- [Set task]: Show every line below that contains the word "navy", counting only matches with the same capitalization.

Lines that point to named objects
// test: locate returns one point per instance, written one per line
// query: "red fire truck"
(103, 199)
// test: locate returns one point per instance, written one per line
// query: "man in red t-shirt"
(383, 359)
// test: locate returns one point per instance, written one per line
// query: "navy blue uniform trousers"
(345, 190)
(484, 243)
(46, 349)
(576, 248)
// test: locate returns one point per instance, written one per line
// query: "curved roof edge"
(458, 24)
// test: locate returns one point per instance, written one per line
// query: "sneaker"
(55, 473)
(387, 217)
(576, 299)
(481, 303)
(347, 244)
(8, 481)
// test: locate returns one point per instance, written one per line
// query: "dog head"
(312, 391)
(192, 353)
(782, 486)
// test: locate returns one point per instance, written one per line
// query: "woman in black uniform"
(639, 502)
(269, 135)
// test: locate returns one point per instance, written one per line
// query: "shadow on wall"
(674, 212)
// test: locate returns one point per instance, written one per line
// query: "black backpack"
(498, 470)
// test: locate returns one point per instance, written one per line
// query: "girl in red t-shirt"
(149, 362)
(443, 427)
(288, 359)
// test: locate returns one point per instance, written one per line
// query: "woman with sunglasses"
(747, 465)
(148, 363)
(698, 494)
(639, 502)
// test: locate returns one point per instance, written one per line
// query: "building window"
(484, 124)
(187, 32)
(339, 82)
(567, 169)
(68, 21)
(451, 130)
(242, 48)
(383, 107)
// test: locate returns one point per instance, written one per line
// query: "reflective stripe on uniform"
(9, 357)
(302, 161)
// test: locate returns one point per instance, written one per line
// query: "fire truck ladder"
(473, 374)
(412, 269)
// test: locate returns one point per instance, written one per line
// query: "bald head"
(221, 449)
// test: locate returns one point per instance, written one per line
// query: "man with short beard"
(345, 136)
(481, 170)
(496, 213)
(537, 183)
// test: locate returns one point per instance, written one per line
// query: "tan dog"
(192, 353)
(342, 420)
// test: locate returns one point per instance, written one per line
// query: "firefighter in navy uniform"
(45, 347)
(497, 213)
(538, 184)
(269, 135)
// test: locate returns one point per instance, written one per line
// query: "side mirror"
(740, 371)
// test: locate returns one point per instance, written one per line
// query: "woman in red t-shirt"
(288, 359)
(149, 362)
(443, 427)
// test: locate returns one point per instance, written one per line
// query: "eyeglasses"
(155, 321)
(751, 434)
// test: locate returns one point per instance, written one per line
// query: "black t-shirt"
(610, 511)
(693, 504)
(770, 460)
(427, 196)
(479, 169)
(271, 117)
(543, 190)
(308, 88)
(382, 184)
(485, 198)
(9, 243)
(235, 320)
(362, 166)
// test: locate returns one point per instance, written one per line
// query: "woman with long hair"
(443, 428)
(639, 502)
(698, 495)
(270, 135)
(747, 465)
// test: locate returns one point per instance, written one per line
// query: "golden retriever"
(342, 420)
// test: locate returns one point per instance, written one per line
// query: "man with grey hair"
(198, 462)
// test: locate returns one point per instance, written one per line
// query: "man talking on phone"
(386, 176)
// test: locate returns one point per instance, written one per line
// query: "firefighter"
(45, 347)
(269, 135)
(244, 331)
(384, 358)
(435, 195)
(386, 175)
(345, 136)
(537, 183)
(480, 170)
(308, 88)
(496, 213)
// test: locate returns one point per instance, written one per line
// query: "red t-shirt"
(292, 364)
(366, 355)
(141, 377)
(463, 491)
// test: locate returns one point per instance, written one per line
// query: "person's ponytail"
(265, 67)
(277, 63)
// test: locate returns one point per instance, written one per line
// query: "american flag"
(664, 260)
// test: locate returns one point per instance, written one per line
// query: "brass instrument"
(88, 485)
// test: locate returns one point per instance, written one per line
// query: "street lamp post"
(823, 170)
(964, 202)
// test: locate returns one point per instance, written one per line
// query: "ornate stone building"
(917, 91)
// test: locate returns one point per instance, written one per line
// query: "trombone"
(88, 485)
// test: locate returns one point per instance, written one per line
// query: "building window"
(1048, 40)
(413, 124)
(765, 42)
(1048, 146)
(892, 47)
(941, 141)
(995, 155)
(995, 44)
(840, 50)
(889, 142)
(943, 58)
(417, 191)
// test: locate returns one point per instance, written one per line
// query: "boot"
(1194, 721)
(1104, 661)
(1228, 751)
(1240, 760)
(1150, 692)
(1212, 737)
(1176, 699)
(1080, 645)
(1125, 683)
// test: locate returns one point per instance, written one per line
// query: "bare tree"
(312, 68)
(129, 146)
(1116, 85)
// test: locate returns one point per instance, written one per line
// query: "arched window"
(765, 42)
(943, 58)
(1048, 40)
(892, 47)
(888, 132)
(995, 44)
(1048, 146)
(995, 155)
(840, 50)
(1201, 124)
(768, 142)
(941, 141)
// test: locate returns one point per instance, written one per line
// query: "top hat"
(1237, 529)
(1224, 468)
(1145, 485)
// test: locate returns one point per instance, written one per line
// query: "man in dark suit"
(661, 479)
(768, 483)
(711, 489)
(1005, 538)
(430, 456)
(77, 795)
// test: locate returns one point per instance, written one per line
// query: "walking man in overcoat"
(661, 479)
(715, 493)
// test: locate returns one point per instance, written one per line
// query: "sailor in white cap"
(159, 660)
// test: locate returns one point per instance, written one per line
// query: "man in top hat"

- [Solution for this problem]:
// query: "navy blue uniform trousers"
// query: "firefighter in navy uniform"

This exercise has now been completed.